_Extract provided_
=== Section Start ===

By 2030, One-Third Of New Cars Sold Globally Will Be Electric
One-third of all globally sold cars by 2030 will be electric, a study conducted by Deloitte predicts.
The research estimates that around 31.1 million Electric Vehicles will be sold each year by 2030. This will be 10 million more compared to the last prediction from January of 2019.
In the meantime, another company, Autocar, also says that gasoline and diesel vehicle have already reached their peak in terms of sales.
The global car market isn’t expected to return to pre-pandemic levels until 2024. Furthermore, EV sales are predicted to hit 2.5 million this year alone.
Now, if you apply arithmetic of a compound annual growth rate of 29%, that figure should increase to 11.2 million in 2025 and then 31.1 million by 2030. Then, EVs would account for roughly 81% of all new electrified cars sold.
“The price premium attached to many electric vehicles restricted some early adopters but, as the cost of EVs has converged with petrol and diesel equivalents, the pool of prospective buyers is set to increase,” said Jamie Hamilton, head of EVs at Deloitte.

=== Section End ===

_What to do_
**A.** Condense the paragraph of the article on electric car sales that begins "The research estimates" into a two-item list that keeps its main facts.
**B.** Carry the article on electric car sales forward from its final sentence.

_Input data_
=== Section Start ===

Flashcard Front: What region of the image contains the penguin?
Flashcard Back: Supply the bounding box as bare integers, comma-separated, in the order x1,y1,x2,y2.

=== Section End ===

_Answers to each task_
**A.**
- Around 31.1 million electric vehicles are expected to be sold each year by 2030.
- That figure is 10 million higher than the previous prediction, made in January 2019.

**B.**
“A wider range of new electric vehicles, combined with a growing second-hand market, means EVs are becoming a more viable option for many”, Hamilton added.
Additional factors that lead to people buying more EVs include government-backed incentives, stricter emissions regulations, as well as a wider range of models available on the market, as you can buy electric superminis, saloons, SUVs and even hypercars.
According to Deloitte, the only thing that still restricts some buyers is the comparatively low range vs gasoline/diesel and a perceived lack of charging infrastructure.